▶ **Texte**
════════

CHAPITRE CCLVIII.

Suicide.


Ferai-je ici le tableau du sombre désespoir ? Dirai-je pourquoi l’on se tue à Paris depuis environ vingt-cinq ans ? On a voulu mettre sur le compte de la philosophie moderne ce qui n’est au fond, je l’oserai dire, que l’ouvrage du gouvernement. La difficulté de vivre, & d’un autre côté le jeu & les loteries trop autorisées, voilà ce qui occasionne les nombreux suicides, dont on n’entendoit presque pas parler autrefois. Les impôts ne diminuent point ; les droits d’entrées sont toujours épouvantables. On a gêné le commerce intérieur, ou plutôt il n’existe pas, tant il est surchargé d’entraves. Les douanes le fatiguent & le repoussent ; on a desseché successivement toutes les branches nourricieres ; on a tout fait passer dans la main du roi, argent, charges, privileges, maîtrises, &c.

Les agens de la finance moderne, calculateurs impitoyables, semblables aux vampires qui vont encore sucer les morts, donnent le dernier coup de cabestan sur un peuple déjà mis au pressoir. À la longue, tant de fardeaux accumulés le font succomber. Les éternelles loix prohibitives enchaînent l’industrie ; on lui a ôté son ressort.

Ceux qui se tuent, ne sachant plus comment exister, ne sont rien moins que des philosophes : ce sont des indigens, las, excédés de la vie, parce que la subsistance est devenue pénible & difficultueuse.

Quand rendra-t-on à la consommation des denrées un cours plus facile ? Quand le ministere, semblable à l’enfant qui fait un bouquet de la fleur de l’arbre, sans s’embarrasser du fruit, cessera-t-il de taxer des denrées c’est-à-dire, d’aller contre ses propres intérêts ? Car si le peuple n’est pas nourri avec une certaine abondance, comment pourra-t-on compter sur la force, sur la santé, sur l’attachement des citoyens ? Les Parisiens seront énervés, & la plupart se refuseront à reproduire leurs semblables[1].

La police a soin de dérober au public la connoissance des suicides. Quand quelqu’un s’est homicidé, un commissaire vient sans robe, dresse un procès-verbal sans le moindre éclat, & oblige le curé de la paroisse à enterrer le mort sans bruit. On ne traîne plus sur la claie ceux que des loix ineptes poursuivoient après leur trépas. C’étoit d’ailleurs un spectacle horrible & dégoûtant, qui pouvoit avoir des suites dangereuses, dans une ville peuplée de femmes enceintes.

════════

▶ **Données fournies**
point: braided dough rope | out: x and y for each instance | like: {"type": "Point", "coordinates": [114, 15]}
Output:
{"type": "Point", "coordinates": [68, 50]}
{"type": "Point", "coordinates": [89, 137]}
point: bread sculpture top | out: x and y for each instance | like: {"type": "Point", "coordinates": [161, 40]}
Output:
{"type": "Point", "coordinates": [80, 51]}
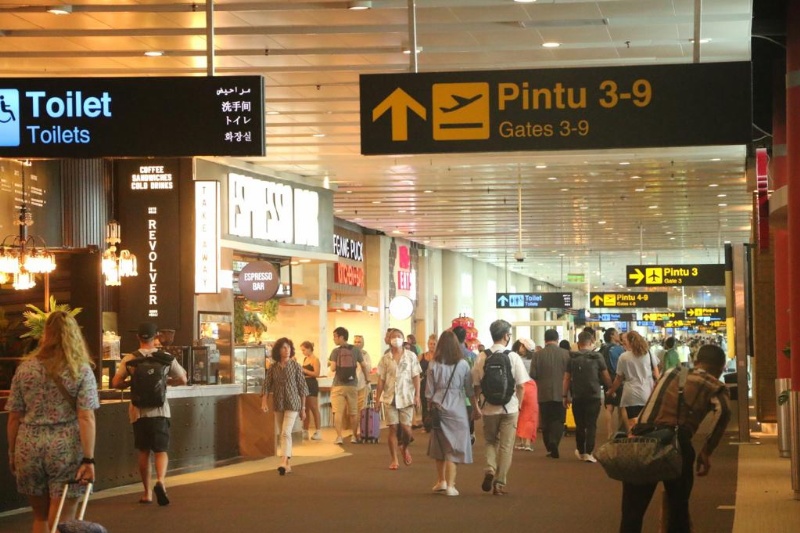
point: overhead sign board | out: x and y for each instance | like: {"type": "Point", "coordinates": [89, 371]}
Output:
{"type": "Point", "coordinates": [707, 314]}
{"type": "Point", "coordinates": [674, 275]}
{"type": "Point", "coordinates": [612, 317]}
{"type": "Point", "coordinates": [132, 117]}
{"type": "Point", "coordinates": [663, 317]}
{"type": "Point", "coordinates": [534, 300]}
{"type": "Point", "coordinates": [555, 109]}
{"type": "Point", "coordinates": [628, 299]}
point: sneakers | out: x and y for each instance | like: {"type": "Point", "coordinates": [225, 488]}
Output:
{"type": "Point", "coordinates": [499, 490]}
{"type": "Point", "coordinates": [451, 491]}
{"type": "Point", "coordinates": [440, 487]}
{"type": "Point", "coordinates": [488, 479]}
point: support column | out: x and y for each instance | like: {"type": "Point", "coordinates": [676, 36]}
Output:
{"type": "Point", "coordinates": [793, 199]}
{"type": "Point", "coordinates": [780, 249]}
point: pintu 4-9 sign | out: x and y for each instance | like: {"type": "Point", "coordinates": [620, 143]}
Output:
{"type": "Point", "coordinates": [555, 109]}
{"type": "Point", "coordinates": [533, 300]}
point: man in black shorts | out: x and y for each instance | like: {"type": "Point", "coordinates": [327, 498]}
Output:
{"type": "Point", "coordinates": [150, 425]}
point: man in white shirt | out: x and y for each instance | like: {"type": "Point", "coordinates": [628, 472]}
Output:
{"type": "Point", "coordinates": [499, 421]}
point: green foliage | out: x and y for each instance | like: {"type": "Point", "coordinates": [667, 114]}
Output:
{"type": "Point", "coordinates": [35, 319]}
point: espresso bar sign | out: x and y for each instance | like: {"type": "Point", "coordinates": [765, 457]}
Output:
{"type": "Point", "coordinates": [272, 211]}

════════

▶ **Consigne**
Écrivez la suite du texte sur le suicide à Paris, à partir de sa dernière phrase. Les entrées n'ont aucun lien avec le texte.

▶ **Votre réponse**
Le nombre des suicides peut monter, année commune, à cent cinquante personnes. La ville de Londres n’en fournit pas autant, quoique beaucoup plus peuplée ; & de plus la consomption est chez les Anglois une véritable maladie, qui n’existe point à Paris. Cette comparaison nous dispense de toute autre réflexion.

À Londres, c’est donc le riche qui se tue, parce que la consomption attaque l’Anglois opulent, & que l’Anglois opulent est le plus capricieux des hommes, conséquemment le plus ennuyé. À Paris, les suicides se trouvent dans les classes inférieures, & ce crime se commet le plus souvent dans des greniers ou dans des chambres garnies.

Plusieurs suicides ont adopté la coutume d’écrire préalablement une lettre au lieutenant de police, afin d’éviter toute difficulté après leur décès. On récompense cette attention, en ordonnant leur sépulture. Aucun papier public n’annonce ce genre de mort ; & dans mille ans d’ici, ceux qui écriroient l’histoire d’après ces papiers, pourroient révoquer en doute ce que j’avance ici : mais il n’est que trop vrai que le suicide est plus commun aujourd’hui à Paris que dans toute autre ville du monde connu.

  1. De là le proverbe, enfant de Paris, mauvaise nourriture.